* **DESCRIPTION OF THE TASK**: Nothing in the data may be altered; copy it all exactly.

* **Region pointing data**:
*** Block opens ***
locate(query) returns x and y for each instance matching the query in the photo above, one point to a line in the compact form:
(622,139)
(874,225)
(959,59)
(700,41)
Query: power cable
*** Block closes ***
* **THE COMPLETED TASK**:
locate(query) returns x and y for each instance matching the query in the photo above, one point to a line in the compact form:
(622,139)
(874,225)
(959,59)
(700,41)
Query: power cable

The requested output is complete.